SET TASK 1: In the guide to authenticating with a Google Service Account, which additional API can optionally be enabled to look up spreadsheets by name?

PASSAGE PROVIDED:
If your Google Sheet is private, you will need to authenticate using a Google Service Account.

{% stepper %}
{% step %}

#### Create a Google Cloud Project

* Go to <https://console.cloud.google.com/>.
* Click the project selector (top left) and choose **"New Project."**
* Give it a descriptive name, for example `DataSpace Sheets Access`.
* Click **Create**.
  {% endstep %}

{% step %}

#### Enable the Google Sheets API

* In the left sidebar, go to **APIs & Services → Library**.
* Search for **Google Sheets API**.
* Click **Enable**.
* Optionally, also enable the **Google Drive API** if you need to look up spreadsheets by name.
  {% endstep %}

{% step %}

#### Create a Service Account

* Go to **APIs & Services → Credentials**.
* Click **Create Credentials → Service Account**.
* Enter a name like `dataspace-sheets-access`.
* Leave **Permissions** and **Principals with access** **empty** — no roles or users are needed.
* Click **Done**.
  {% endstep %}

{% step %}

#### Create a Key File

* In the service account list, click your new account.

INFORMATION GIVEN:
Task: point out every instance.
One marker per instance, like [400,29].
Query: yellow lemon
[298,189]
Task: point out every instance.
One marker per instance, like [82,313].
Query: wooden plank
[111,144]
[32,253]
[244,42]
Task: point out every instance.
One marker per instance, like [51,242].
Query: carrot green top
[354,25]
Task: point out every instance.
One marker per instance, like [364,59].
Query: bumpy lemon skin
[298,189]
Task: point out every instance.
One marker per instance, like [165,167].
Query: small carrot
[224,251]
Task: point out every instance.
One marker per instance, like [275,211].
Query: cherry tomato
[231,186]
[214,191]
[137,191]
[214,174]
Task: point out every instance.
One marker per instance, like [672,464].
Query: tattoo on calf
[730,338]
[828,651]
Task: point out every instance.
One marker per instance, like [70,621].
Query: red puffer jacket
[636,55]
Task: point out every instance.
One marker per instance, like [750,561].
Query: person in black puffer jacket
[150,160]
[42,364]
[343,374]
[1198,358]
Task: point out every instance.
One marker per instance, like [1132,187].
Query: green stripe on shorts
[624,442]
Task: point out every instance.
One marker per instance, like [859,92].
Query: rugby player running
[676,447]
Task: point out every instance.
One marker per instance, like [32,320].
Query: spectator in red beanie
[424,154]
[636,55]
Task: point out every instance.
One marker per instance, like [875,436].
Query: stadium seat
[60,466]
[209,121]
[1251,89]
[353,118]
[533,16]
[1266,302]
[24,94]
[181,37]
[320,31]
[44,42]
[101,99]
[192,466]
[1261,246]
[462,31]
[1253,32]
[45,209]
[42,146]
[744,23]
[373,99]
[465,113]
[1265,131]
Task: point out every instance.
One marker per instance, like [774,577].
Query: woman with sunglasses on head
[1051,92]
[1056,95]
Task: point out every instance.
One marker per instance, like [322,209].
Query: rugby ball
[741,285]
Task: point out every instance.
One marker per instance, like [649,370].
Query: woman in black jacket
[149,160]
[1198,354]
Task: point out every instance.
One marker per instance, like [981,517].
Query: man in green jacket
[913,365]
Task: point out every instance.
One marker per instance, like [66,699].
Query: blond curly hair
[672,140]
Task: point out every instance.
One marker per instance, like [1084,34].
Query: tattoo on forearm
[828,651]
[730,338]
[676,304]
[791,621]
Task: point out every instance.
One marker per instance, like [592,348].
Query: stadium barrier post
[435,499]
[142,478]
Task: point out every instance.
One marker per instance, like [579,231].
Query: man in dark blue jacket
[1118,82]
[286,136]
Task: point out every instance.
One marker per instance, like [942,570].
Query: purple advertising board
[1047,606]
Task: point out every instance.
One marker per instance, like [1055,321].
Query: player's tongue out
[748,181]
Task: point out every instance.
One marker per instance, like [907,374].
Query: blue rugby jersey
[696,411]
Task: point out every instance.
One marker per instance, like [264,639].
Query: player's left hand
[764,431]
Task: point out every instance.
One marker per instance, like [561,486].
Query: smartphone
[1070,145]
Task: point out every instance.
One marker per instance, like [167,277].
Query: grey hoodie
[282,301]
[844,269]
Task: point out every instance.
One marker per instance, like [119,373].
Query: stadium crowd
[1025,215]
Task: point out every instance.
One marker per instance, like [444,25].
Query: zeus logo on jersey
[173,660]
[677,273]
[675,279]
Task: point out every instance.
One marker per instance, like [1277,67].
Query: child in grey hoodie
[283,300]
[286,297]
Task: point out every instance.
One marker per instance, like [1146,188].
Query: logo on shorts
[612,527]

SET TASK 2: How many lines of the rows contain the word "puffer"? Give only the number.

FULL RESPONSE 1: The Google Drive API.

FULL RESPONSE 2: 2